▸ GOAL OF THE EXERCISE
Please repeat the whole listing exactly, but leave out any picture it holds.

▸ DATASET RECORDS
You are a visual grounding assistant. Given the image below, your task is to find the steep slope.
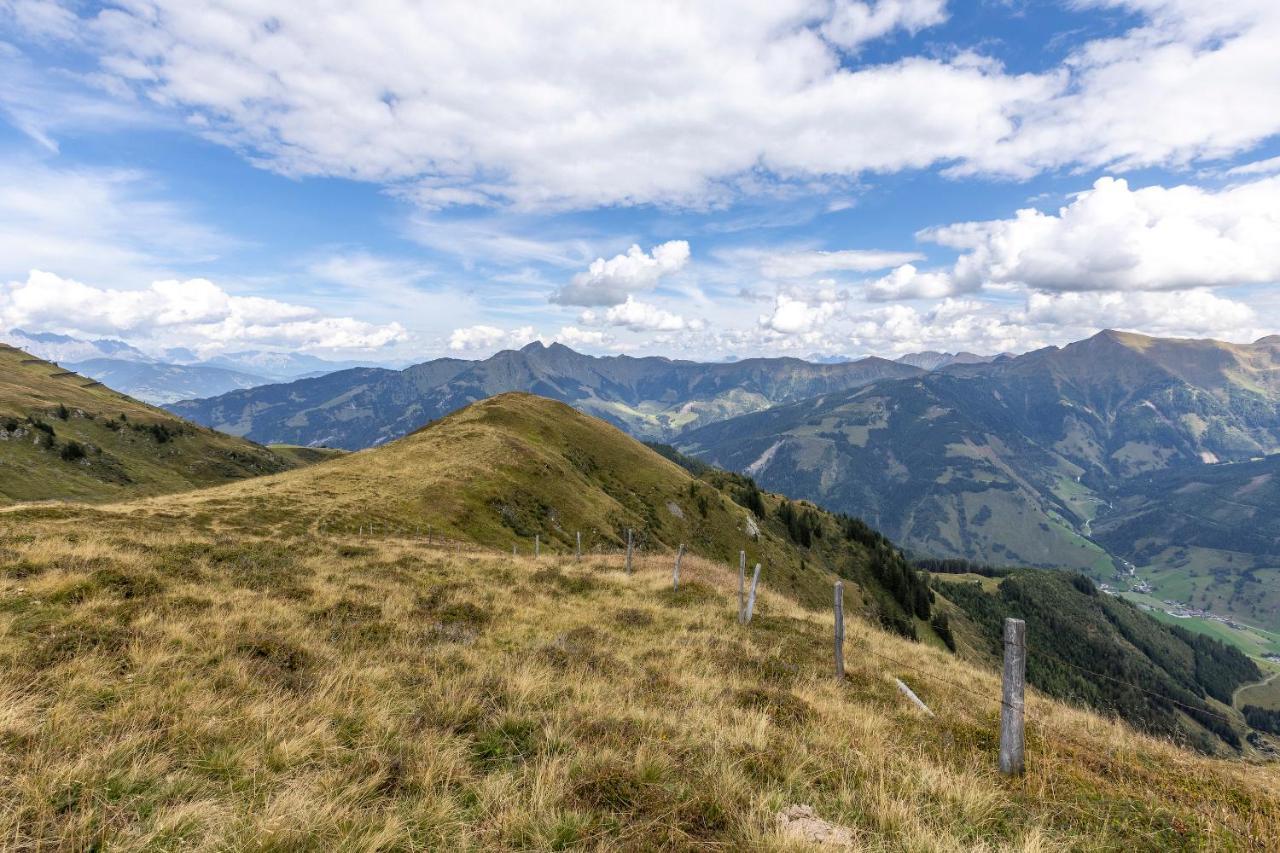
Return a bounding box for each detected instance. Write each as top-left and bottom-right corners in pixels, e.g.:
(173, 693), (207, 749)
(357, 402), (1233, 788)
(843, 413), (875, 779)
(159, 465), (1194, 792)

▸ TASK RESULT
You are a visual grounding assistant. Given the image below, your task is to find the steep slope.
Return a bounding box for each detected instance. Write each as top-left and bottom-right corners in pixels, e.g.:
(173, 693), (207, 749)
(357, 402), (1233, 788)
(843, 413), (875, 779)
(159, 465), (1194, 792)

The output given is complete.